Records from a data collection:
● ● ●

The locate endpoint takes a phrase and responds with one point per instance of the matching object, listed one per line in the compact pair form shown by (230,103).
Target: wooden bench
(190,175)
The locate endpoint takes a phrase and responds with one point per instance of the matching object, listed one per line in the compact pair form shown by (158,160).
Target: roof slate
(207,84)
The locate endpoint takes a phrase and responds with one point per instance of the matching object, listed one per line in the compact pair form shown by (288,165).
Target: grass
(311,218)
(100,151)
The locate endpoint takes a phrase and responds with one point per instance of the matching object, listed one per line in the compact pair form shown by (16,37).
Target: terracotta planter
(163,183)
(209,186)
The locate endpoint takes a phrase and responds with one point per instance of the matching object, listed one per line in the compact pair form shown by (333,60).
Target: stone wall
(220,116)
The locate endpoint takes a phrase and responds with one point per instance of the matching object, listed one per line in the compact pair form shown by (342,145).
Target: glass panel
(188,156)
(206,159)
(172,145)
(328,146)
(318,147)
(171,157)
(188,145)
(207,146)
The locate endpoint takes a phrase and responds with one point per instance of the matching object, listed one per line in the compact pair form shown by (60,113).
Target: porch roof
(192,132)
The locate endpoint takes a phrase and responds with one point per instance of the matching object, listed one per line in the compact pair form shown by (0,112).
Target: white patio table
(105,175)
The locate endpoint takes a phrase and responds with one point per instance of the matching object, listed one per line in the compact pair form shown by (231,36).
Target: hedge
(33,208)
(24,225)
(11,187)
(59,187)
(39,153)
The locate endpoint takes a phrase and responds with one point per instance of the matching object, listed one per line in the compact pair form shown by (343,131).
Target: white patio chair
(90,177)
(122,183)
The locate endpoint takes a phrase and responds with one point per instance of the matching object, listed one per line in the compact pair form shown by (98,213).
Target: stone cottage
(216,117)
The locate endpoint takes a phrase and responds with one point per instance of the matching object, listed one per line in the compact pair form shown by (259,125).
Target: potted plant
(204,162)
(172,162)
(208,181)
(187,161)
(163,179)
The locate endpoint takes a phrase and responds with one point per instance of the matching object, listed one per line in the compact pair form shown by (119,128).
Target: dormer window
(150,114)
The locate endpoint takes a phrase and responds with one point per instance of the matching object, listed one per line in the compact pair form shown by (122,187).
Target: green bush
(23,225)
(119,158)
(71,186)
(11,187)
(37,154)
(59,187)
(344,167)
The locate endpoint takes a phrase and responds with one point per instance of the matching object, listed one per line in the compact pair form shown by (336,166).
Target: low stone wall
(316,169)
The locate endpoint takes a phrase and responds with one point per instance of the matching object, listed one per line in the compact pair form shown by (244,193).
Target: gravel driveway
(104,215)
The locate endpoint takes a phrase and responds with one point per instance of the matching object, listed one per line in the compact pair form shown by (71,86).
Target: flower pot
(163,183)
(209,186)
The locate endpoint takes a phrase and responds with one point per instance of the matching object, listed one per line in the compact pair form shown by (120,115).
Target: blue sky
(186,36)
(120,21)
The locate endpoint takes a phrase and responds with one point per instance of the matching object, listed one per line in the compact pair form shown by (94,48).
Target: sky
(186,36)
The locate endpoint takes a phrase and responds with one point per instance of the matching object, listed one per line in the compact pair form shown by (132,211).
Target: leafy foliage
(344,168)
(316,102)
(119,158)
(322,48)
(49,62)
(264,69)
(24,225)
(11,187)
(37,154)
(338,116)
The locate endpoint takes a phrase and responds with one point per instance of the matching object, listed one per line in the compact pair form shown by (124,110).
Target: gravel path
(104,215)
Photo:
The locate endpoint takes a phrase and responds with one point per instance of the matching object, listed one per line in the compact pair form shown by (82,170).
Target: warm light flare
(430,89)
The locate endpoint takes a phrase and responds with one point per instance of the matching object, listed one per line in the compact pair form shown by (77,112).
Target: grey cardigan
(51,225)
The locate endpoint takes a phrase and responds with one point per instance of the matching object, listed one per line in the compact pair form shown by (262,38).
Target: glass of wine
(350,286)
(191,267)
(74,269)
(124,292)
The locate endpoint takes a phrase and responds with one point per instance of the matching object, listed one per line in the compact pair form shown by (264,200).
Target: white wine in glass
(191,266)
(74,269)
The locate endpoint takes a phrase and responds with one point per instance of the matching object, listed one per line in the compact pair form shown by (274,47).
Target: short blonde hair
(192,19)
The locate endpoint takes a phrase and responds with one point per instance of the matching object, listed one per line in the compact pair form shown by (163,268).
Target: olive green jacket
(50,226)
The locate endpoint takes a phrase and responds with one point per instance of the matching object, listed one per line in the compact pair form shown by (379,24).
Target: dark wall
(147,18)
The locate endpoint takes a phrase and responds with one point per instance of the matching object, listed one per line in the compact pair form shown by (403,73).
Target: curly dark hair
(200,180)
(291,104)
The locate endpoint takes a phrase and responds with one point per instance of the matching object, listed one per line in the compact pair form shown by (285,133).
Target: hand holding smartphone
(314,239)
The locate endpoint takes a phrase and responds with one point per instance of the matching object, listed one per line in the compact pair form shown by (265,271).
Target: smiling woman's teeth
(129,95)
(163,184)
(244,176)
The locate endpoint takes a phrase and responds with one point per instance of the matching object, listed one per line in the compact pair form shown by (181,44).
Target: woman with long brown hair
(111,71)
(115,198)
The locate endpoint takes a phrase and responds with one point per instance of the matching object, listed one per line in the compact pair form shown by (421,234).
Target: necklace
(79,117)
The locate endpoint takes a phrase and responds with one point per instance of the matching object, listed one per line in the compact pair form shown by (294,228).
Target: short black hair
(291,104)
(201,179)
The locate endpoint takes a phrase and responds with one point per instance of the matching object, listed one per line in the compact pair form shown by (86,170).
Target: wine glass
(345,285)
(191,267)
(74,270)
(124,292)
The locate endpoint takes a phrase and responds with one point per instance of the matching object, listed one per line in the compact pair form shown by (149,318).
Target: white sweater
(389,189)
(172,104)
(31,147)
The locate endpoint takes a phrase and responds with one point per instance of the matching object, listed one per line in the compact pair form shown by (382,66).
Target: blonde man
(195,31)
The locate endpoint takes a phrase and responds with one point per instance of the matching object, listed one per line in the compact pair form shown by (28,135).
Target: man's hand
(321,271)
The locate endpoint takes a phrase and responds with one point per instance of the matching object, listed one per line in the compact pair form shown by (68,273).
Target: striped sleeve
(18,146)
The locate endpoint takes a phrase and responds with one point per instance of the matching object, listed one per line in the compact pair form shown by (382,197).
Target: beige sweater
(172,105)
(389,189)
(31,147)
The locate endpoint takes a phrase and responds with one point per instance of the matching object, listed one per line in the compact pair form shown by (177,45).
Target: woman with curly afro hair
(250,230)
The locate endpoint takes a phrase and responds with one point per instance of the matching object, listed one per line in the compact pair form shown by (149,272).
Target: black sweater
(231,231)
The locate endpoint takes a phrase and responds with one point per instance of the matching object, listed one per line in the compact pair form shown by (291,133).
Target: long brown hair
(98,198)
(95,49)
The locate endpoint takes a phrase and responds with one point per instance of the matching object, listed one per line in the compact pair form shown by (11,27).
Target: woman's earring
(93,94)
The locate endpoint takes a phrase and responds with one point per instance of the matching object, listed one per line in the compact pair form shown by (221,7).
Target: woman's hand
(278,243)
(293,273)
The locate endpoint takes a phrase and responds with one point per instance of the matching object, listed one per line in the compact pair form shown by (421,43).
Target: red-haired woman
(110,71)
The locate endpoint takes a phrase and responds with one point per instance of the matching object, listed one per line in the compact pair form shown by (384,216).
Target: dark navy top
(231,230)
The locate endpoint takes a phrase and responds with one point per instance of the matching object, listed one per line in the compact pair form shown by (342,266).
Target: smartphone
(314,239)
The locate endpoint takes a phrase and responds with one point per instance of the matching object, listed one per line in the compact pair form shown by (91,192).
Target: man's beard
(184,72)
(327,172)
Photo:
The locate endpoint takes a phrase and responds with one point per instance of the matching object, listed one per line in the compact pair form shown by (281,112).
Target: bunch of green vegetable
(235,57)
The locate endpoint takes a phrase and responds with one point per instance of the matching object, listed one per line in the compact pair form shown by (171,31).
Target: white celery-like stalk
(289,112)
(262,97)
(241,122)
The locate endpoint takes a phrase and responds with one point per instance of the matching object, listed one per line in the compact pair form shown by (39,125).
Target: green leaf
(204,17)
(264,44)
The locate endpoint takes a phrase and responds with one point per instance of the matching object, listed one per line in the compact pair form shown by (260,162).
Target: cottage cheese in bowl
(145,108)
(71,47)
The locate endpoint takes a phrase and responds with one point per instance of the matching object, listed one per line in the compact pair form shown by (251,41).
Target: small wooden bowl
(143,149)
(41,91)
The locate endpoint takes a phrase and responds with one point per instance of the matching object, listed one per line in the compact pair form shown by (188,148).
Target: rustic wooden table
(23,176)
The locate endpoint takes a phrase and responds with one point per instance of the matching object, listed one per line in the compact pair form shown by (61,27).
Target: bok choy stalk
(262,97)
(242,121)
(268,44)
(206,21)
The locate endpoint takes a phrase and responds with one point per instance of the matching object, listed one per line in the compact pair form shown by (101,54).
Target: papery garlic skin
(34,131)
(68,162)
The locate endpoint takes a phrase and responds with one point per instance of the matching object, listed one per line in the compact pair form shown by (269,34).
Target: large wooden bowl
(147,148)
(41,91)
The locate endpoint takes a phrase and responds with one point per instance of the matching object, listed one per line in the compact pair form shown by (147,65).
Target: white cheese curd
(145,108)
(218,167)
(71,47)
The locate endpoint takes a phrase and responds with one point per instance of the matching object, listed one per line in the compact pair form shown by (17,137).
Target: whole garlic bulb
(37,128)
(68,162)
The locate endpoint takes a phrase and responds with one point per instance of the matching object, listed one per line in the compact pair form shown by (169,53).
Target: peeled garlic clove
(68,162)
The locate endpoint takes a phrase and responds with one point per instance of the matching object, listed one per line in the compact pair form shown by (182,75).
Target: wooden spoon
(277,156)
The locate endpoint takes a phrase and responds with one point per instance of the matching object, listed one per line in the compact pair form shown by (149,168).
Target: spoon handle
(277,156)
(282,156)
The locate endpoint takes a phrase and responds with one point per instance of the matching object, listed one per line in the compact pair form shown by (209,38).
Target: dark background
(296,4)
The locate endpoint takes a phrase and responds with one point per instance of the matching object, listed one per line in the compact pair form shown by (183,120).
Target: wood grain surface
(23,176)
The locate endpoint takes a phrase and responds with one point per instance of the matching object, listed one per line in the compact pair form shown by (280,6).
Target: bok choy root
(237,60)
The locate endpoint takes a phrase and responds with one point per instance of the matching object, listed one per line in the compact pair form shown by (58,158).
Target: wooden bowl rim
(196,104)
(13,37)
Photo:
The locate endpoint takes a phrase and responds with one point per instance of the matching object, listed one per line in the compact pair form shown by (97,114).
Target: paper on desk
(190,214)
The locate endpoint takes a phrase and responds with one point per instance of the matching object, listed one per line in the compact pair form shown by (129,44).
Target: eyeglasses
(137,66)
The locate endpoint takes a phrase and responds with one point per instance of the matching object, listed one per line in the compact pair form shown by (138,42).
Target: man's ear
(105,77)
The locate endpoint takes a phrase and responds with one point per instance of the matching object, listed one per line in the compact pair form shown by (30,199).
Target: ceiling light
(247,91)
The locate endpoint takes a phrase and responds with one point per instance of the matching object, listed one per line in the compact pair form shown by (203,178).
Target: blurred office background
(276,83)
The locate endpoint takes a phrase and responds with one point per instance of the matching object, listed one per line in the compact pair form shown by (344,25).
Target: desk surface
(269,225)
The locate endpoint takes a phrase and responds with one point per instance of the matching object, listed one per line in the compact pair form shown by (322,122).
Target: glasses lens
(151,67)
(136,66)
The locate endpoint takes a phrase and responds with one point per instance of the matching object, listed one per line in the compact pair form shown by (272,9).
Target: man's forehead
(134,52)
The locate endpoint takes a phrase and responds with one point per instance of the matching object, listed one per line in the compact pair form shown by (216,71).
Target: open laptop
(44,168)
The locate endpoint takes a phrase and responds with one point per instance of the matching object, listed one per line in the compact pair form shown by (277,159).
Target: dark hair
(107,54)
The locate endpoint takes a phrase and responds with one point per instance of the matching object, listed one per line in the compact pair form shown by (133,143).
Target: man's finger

● ● ●

Challenge:
Reproduce the records above exactly, starting with the line that contains "shown by (129,44)." and ending with the last line.

Output of the task:
The locate endpoint takes a phrase and responds with one point per instance of the matching object, listed one per line in the compact pair form shown by (129,44).
Target: eyeglasses
(137,66)
The locate endpoint takes a phrase and responds with one point per instance of the matching object, listed one per line in the compact pair form shown by (138,42).
Target: man's ear
(105,77)
The locate endpoint takes a phrase and responds with one point per instance of the matching object, listed one per line in the compact pair form shown by (30,199).
Target: ceiling light
(247,91)
The locate endpoint takes a phrase and responds with one point per instance of the matching object, listed one per line in the compact pair form shown by (203,178).
Target: blurred office background
(276,83)
The locate endpoint takes a phrase and responds with one point per instance of the matching object, listed one per line in the compact pair form shown by (344,25).
Target: desk surface
(269,225)
The locate endpoint takes a phrase and responds with one point per instance of the matching object, listed one per line in the compact pair form shown by (322,122).
Target: glasses lens
(151,67)
(136,66)
The locate endpoint takes a phrase and responds with one point per instance of the matching object, listed one per line in the compact pair form shown by (272,9).
Target: man's forehead
(134,52)
The locate endpoint takes a phrase and responds with one point per instance of the matching object, listed one per line in the compact pair form shown by (216,71).
Target: open laptop
(44,168)
The locate endpoint takes a phrase and responds with one point per instance of the matching object, listed one per line in the compact pair form shown by (277,159).
Target: dark hair
(107,54)
The locate endpoint takes a phrase and responds with one point per instance of the matching object, listed one per line in the compact pair form shown by (133,143).
Target: man's finger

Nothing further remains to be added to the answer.